> [TASK DIRECTIONS] Rewrite the rows from the start through the one containing "[(207, 253)]", replacing "lesson" with "exercise" and leaving everything else as is. Omit the pictures from your output.
==========
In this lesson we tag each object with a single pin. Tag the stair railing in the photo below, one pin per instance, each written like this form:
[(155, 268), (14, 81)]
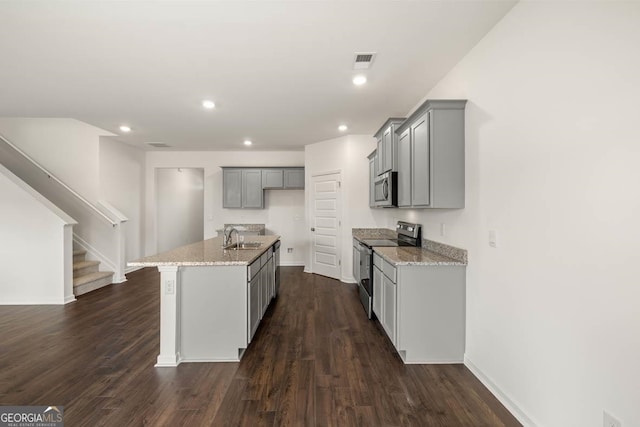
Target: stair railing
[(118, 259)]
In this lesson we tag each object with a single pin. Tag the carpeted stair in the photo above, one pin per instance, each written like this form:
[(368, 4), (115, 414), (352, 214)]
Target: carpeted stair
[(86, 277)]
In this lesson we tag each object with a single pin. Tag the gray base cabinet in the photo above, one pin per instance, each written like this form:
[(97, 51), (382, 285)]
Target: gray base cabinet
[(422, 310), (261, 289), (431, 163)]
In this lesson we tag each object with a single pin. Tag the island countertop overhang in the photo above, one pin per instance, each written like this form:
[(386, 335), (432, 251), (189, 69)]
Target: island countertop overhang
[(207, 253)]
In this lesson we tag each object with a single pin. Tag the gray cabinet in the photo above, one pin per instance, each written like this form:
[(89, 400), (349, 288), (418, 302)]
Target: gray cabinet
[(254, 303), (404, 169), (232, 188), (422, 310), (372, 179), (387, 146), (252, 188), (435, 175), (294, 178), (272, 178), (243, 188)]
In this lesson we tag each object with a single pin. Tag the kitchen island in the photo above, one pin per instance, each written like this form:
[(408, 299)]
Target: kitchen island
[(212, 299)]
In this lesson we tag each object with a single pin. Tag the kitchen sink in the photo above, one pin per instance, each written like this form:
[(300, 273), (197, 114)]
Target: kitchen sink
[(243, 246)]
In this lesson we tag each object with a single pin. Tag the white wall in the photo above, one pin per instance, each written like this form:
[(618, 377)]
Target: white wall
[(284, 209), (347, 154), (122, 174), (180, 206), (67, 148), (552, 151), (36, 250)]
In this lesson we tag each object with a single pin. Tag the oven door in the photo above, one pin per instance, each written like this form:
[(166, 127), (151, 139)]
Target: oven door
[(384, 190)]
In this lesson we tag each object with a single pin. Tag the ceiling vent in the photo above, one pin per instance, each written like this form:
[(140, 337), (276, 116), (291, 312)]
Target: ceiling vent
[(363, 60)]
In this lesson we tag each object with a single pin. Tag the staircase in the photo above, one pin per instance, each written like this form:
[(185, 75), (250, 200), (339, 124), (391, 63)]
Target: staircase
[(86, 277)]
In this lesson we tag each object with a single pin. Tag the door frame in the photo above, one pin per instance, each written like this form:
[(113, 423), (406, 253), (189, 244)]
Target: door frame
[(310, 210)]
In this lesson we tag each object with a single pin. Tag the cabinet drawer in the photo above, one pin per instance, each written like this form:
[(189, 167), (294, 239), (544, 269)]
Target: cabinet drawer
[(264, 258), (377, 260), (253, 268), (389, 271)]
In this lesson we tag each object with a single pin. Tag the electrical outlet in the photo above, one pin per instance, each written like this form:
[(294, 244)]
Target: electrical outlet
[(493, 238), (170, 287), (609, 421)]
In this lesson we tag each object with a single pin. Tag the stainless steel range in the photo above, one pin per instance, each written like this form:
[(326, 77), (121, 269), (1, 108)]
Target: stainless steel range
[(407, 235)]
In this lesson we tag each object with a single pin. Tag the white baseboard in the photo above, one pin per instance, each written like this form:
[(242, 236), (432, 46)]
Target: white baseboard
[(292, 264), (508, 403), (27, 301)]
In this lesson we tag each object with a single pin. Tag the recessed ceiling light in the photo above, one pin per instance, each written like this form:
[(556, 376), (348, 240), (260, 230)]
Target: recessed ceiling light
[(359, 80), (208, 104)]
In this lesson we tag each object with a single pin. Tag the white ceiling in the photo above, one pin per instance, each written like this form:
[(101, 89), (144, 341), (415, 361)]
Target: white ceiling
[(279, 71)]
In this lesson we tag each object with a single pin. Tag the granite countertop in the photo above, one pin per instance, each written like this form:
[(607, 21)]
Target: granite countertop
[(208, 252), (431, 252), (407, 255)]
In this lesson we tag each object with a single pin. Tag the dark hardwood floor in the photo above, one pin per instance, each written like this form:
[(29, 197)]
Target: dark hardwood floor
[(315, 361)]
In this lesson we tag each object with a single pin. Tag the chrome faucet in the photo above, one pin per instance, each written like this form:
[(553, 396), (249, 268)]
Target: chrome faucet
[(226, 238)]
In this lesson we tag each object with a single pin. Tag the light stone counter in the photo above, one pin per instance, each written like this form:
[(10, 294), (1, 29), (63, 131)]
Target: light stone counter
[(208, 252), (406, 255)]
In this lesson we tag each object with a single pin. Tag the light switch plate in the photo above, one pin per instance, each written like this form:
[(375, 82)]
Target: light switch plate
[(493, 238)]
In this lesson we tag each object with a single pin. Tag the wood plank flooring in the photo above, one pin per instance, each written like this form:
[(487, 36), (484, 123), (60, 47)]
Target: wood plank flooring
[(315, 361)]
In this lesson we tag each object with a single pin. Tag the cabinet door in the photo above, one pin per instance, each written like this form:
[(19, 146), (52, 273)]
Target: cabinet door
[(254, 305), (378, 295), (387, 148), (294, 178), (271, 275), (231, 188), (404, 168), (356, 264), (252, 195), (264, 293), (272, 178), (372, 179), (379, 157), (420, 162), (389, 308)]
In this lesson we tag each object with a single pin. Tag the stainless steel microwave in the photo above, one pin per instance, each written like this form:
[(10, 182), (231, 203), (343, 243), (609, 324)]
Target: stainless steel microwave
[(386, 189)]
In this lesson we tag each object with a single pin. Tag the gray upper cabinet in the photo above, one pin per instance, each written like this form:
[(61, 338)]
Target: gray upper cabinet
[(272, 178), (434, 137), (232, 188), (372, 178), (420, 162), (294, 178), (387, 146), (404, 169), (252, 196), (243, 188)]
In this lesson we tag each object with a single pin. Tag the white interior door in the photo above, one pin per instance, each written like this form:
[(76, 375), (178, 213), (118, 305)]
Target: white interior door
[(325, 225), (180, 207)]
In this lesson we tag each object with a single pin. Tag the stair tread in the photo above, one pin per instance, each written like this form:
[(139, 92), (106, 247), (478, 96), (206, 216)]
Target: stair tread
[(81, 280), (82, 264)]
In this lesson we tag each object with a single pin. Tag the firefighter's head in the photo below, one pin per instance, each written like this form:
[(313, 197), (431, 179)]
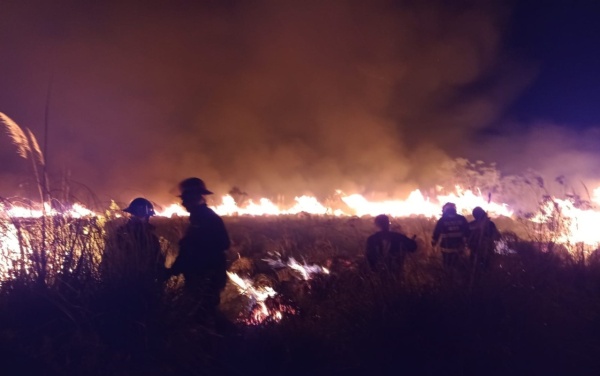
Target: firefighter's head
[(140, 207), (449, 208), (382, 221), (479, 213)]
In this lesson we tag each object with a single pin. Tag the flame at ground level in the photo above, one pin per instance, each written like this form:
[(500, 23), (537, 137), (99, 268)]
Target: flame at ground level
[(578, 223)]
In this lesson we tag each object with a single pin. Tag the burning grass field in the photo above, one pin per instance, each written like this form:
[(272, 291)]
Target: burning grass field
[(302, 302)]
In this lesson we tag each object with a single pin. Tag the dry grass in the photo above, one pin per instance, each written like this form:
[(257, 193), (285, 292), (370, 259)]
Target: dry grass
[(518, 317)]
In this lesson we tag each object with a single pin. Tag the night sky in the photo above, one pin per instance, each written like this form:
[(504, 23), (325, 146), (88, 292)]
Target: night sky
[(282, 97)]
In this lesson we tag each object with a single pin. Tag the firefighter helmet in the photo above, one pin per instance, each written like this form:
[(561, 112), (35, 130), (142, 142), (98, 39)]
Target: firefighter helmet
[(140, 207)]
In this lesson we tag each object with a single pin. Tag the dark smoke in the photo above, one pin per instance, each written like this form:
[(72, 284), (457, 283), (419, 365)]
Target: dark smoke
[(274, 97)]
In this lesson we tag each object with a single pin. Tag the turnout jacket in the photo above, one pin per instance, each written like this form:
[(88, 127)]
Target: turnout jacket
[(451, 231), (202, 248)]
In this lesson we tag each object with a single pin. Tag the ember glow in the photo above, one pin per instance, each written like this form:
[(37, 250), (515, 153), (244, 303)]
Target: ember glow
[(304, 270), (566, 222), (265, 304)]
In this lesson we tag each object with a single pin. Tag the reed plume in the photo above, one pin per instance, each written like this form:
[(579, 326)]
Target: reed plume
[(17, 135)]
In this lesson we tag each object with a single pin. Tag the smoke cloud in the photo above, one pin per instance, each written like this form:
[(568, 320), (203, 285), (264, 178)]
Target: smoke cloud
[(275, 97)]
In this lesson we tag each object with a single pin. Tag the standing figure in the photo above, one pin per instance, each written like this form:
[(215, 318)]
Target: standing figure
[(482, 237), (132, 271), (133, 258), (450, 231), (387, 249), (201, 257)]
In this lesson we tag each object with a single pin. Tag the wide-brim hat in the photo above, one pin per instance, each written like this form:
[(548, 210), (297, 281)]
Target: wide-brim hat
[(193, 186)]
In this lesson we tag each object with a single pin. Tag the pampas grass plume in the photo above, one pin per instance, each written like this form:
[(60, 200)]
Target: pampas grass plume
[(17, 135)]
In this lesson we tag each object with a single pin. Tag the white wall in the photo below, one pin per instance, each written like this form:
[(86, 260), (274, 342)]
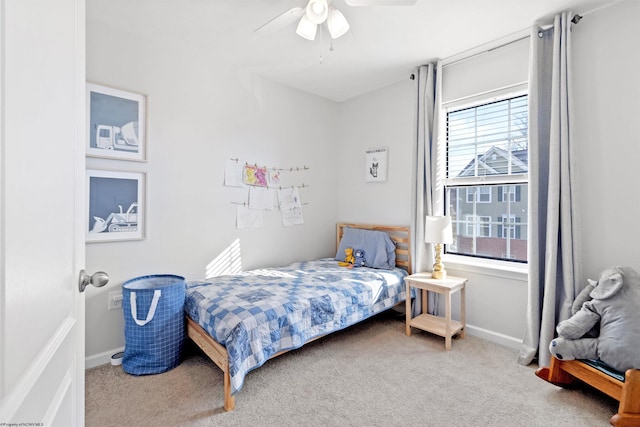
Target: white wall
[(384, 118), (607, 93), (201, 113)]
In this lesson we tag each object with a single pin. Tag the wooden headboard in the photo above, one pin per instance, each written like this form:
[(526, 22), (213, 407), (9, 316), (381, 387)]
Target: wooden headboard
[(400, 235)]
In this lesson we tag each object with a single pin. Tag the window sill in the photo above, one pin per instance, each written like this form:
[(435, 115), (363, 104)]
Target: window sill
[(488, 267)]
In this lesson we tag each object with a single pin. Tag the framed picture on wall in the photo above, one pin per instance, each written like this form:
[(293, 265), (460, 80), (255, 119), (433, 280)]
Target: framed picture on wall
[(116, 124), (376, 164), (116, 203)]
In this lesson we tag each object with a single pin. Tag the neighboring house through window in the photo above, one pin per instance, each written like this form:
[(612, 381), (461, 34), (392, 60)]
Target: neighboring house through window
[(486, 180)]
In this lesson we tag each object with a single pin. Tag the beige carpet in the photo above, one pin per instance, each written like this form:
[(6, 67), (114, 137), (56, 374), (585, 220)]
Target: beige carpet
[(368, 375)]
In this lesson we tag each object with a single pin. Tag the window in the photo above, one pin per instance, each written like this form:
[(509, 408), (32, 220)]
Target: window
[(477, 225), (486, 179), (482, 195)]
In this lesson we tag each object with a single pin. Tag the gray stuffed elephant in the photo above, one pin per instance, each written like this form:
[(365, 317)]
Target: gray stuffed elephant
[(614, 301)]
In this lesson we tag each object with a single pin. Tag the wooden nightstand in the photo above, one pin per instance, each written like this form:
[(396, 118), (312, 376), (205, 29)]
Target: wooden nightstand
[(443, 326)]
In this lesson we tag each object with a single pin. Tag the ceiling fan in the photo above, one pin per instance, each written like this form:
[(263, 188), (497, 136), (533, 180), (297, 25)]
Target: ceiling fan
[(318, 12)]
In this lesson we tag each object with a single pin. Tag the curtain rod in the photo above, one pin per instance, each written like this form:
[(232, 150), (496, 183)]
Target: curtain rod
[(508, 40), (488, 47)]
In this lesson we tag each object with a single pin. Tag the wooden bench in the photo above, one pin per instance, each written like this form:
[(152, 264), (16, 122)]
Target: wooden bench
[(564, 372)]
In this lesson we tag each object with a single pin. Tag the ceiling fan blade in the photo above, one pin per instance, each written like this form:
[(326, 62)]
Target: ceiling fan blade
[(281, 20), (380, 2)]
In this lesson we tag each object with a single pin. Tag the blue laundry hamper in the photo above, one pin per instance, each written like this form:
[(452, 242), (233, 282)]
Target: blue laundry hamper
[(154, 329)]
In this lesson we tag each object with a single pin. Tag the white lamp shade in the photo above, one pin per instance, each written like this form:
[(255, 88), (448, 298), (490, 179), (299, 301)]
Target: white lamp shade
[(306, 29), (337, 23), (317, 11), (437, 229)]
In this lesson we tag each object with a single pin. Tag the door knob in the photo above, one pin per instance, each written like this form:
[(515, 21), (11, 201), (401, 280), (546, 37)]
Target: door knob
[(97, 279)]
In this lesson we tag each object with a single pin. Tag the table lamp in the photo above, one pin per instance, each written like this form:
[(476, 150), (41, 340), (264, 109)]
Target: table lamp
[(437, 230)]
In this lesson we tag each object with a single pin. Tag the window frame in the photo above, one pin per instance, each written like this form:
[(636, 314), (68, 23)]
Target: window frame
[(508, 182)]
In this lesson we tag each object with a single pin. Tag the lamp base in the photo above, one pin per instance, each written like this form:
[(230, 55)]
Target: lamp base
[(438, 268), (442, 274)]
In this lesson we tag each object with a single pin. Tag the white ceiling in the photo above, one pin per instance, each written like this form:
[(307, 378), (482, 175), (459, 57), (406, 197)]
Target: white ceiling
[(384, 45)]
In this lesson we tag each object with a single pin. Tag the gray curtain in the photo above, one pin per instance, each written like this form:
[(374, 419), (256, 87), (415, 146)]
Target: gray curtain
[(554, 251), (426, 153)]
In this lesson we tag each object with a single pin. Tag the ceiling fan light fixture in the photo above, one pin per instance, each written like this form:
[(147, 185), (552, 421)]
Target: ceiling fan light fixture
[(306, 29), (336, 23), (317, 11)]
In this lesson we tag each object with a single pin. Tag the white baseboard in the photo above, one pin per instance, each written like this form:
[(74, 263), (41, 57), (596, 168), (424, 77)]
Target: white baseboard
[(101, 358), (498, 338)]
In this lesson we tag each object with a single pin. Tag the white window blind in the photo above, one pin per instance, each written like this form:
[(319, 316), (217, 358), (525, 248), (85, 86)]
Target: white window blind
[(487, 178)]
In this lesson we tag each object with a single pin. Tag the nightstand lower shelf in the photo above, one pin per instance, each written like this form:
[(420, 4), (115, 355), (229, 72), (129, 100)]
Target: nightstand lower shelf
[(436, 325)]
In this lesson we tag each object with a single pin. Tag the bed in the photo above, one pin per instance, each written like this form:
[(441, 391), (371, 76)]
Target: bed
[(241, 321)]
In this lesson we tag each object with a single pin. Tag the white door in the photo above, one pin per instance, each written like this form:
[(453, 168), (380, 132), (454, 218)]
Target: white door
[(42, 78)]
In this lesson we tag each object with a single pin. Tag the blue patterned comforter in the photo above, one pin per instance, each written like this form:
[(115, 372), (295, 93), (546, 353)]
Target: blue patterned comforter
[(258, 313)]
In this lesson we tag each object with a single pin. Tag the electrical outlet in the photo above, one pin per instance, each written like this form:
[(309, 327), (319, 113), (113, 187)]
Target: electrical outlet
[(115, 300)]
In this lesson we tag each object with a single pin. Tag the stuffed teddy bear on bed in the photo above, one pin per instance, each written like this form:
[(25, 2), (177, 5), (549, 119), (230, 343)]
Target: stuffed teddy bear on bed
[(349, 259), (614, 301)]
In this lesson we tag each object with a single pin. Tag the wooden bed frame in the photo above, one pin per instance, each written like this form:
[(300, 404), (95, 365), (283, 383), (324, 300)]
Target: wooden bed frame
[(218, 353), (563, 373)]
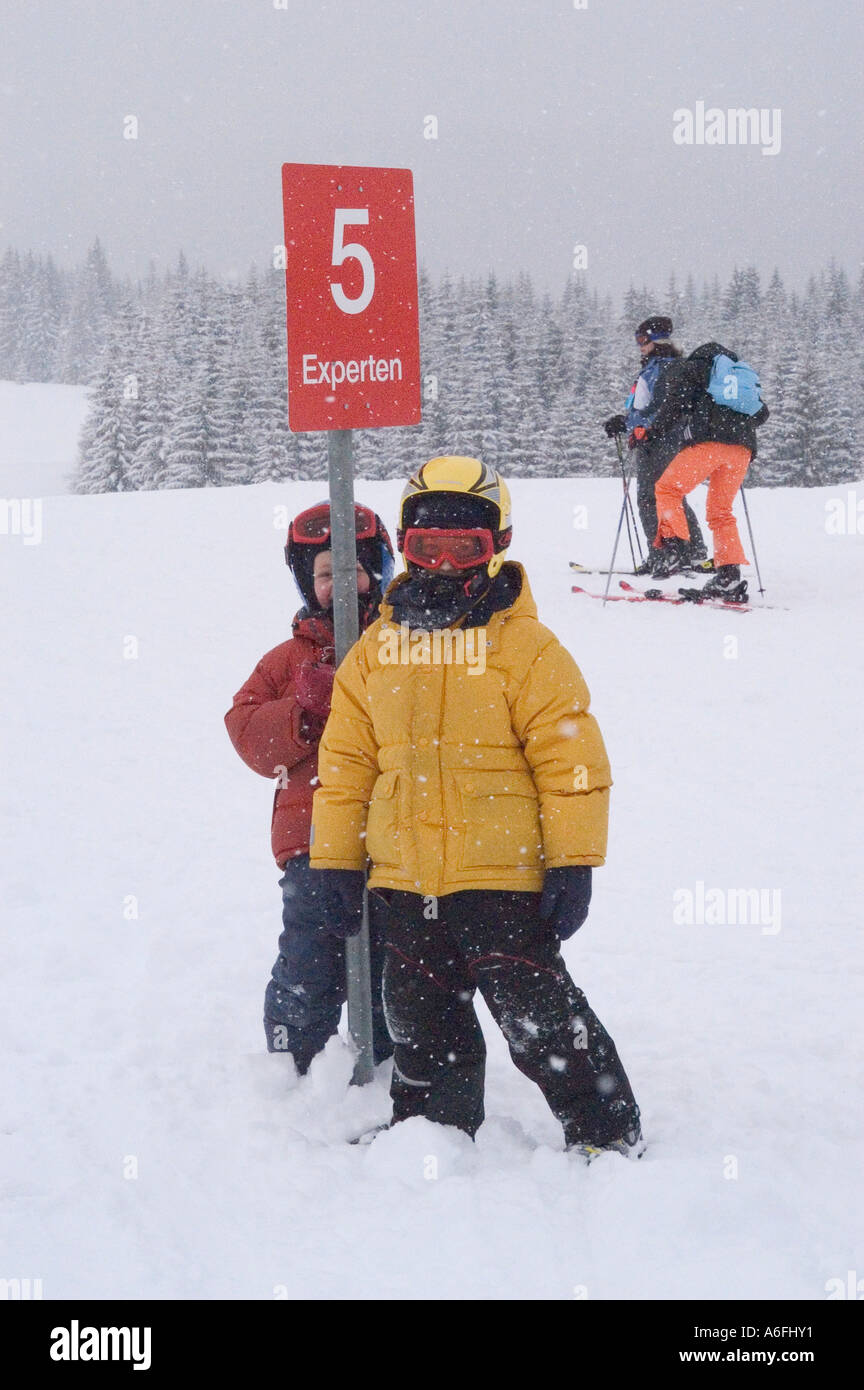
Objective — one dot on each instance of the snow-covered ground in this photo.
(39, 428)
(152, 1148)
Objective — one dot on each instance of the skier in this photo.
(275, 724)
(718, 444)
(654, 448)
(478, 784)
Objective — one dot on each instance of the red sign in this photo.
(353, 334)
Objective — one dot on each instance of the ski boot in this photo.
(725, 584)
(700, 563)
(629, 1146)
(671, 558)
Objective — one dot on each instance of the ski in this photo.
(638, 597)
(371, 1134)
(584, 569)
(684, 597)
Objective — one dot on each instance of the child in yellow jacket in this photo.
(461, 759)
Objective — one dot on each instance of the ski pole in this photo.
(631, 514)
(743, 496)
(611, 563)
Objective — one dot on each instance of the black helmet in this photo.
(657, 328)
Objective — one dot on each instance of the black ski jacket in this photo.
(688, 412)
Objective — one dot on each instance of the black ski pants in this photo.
==========
> [ANSWER BELOW]
In this exercise we tag each object with a single pin. Tag the stair railing in the photo below, one pin per instance, each written like this form:
[(155, 268), (14, 81)]
Target: stair railing
[(118, 259)]
In this exercise we tag each object with a single pin. Tag the carpeted stair in the photo above, one pin per instance, each written like this form:
[(368, 4), (115, 414), (352, 214)]
Target: carpeted stair
[(86, 277)]
In this exercise we tag each object with a single pin. Tag the gray base cabinet in the photo above, one pin per instance, each written like this form:
[(97, 51), (382, 285)]
Target: gray base cabinet
[(422, 310), (261, 289), (431, 163)]
In this exercise we tag each object with a single pin. Tag the island countertop overhang in the photo above, one pin per instance, each written like this form:
[(386, 335), (432, 251), (189, 69)]
Target: island countertop overhang
[(207, 253)]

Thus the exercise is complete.